**WHAT YOU NEED TO DO**
Display each line of the records below that contains the word "basketball".

**Dataset entries**
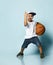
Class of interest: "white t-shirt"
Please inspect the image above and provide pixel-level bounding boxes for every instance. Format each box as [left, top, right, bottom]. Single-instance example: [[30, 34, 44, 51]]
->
[[25, 21, 37, 39]]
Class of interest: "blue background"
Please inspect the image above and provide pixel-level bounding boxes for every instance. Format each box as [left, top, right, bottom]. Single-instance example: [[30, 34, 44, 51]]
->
[[0, 0, 53, 65]]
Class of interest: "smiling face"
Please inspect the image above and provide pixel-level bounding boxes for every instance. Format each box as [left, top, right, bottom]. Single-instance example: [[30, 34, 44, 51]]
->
[[27, 14, 33, 22]]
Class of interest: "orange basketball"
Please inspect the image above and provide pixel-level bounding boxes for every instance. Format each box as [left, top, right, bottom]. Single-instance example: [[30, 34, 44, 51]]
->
[[36, 22, 45, 35]]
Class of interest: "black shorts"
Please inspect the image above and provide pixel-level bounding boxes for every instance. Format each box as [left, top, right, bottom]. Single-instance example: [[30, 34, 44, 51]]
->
[[22, 37, 41, 48]]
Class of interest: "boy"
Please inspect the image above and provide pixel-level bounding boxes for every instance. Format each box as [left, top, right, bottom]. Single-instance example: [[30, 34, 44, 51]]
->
[[17, 12, 44, 58]]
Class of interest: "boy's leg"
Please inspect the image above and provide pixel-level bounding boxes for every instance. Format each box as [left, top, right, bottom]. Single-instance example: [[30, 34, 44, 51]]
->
[[32, 37, 44, 58], [17, 39, 30, 57]]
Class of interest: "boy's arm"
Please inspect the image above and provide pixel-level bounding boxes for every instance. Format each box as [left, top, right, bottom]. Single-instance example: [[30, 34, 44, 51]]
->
[[24, 12, 28, 26]]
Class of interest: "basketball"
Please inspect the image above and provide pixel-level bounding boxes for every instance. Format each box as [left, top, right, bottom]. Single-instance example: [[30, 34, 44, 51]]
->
[[36, 22, 45, 35]]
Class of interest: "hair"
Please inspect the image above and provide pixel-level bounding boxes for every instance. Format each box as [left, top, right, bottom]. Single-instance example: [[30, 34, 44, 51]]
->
[[29, 12, 36, 16]]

**SOLUTION TO THIS EXERCISE**
Class of interest: "orange basketball"
Class of interest: "basketball"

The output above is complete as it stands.